▸ **Textauszug**:

━━━━━━━━

Mir reicht es ziemlich, in Uzgen gibt es erst Mal eine 2 l-Pepsi und dann geht es weiter auf der Bypassstrase nach Dschalalabad, die letzten Tagesstunden nutzend. Wind und Straße sind günstig, nur ein Berg muß noch überwunden werden. Viel Verkehr ist unterwegs und gerade am Berg ist der oft vogelwild, die Spur rauf hat zwei Streifen, aber trotzdem kommen Autos runter, die ganz rechts auf meiner Seite sind. Nach einer schnellen Abfahrt, der Teer ist meist gut, so daß man nicht so mit Schlaglöchern rechnen muß, geht es in der Ebene weiter, ich bekomme unten noch eine Tip für eine "Bliska" (Abkürzung) und bin nach einigen Minuten in Dschlalabad, nun noch Nachtlager suchen.
An der Ecke Toktogul/Lenina frage ich und siehe da, in der Toktogul ist auch vom LP etwas beschrieben. Ich beisse in den sauren Apfel und akzeptiere die 450 Som, dafür gibt es gleich eine kalte Dusche, die erste seit ähm, sagen wir längerem. Da Internet schon zu ist, geht es nur noch zum schlemmen ins Restaurant. Pelmeni sind Tortellini und Schaschlik sind gut und günstig.
Nach dem Tag bin ich ziemlich geschafft und schlafe gut ein.

1.7. Morgendliches Rütteln und Gegenwind

Am Morgen noch einmal die verschneiten Riesen des Pamir samt Lenin
Friedhof? mit Perücken?
Ortsausgang von Sary Tash
Geweckt wurden wir von einem leichten Rütteln, ich realisiere gleich, dass es das erste Erdbeben ist, das ich miterlebe, es ist aber nicht sehr stark, nicht mal Geschirr scheppert. Die Russen machen sich bald auf, der Motor wird im Leerlauf erste einmal ordentlich hochgeriegen, bis der Wagen hinter den Abgasen nicht mehr zu sehen ist. Ich mache mich dieweil auf, Geld zu Wechseln und Tien Shan Travel zu finden. Bei beidem bin ich eine Stunde lang nicht so erfolgreich. Schlussendlich wechsle ich zum Grottenkurs von 38 Som zu einem Dollar, daher nur 20 $ getauscht. Euros werden irgendwie gar nicht gerne gesehen.
Mit Tien Shan bin ich noch weniger erfolgreich, es bleibt nur die Hoffnung auf ein Yurtstay 3 km außerhalb.

━━━━━━━━

▸ **Ausgelesene Angaben**:
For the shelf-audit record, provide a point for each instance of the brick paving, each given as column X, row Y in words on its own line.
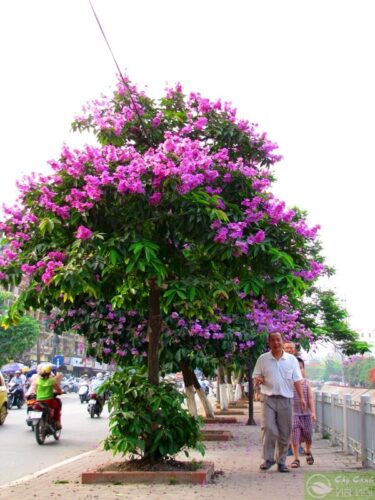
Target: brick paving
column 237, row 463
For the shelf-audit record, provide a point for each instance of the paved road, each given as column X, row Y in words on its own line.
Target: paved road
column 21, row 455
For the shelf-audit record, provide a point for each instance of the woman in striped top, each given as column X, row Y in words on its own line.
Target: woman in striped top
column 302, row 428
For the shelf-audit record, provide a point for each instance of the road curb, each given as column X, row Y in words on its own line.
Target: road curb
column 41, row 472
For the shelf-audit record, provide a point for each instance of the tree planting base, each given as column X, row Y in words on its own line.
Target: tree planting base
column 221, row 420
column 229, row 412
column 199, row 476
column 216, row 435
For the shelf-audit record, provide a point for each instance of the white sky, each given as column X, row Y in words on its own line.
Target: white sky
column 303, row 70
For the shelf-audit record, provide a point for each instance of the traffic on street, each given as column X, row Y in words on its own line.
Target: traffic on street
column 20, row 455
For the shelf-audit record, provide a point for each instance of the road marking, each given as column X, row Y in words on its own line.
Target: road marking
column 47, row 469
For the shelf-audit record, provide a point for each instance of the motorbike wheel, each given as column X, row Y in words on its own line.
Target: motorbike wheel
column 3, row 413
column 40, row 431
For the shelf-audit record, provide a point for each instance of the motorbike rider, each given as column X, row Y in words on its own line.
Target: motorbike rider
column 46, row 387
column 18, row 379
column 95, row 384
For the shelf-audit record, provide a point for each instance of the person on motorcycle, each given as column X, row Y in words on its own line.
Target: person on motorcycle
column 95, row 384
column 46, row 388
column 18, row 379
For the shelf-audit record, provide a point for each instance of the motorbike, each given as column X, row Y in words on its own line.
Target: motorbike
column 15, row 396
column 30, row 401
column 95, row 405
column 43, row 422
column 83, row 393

━━━━━━━━

▸ **Aufgaben**:
• a. Gib im Reisebericht den Abschnitt von "1.7. Morgendliches Rütteln" bis "nicht gerne gesehen." noch einmal wieder und tausche dabei "Rütteln" gegen "Wackeln".
• b. Führe den Reisebericht im Anschluss an seinen letzten Satz fort.

▸ **Lösungen**:
• a.
1.7. Morgendliches Wackeln und Gegenwind

Am Morgen noch einmal die verschneiten Riesen des Pamir samt Lenin
Friedhof? mit Perücken?
Ortsausgang von Sary Tash
Geweckt wurden wir von einem leichten Wackeln, ich realisiere gleich, dass es das erste Erdbeben ist, das ich miterlebe, es ist aber nicht sehr stark, nicht mal Geschirr scheppert. Die Russen machen sich bald auf, der Motor wird im Leerlauf erste einmal ordentlich hochgeriegen, bis der Wagen hinter den Abgasen nicht mehr zu sehen ist. Ich mache mich dieweil auf, Geld zu Wechseln und Tien Shan Travel zu finden. Bei beidem bin ich eine Stunde lang nicht so erfolgreich. Schlussendlich wechsle ich zum Grottenkurs von 38 Som zu einem Dollar, daher nur 20 $ getauscht. Euros werden irgendwie gar nicht gerne gesehen.

• b.
Noch im Ort treffe ich auf zwei Liegeradler, das müssen wohl die sein, von denen das kanadische Pärchen berichtet hat, haben sich also etwas Zeit gelassen. Komischwer Weise schwärmen sie von ihren Rädern auf Schlaglochpisten und wollen weiter nach China. Ihr Reisemodell ist wie jenes von Thilo und Barbara, Winter in Europa (als Schneeschuhtourenführer) und dann los. Diesmal sind sie von Astana gestartet und wollen nach Nepal. Kurze Zeit später sehe ich sie am Straßenrand bei einem Interview mit dem kirgisischen Fernsehen.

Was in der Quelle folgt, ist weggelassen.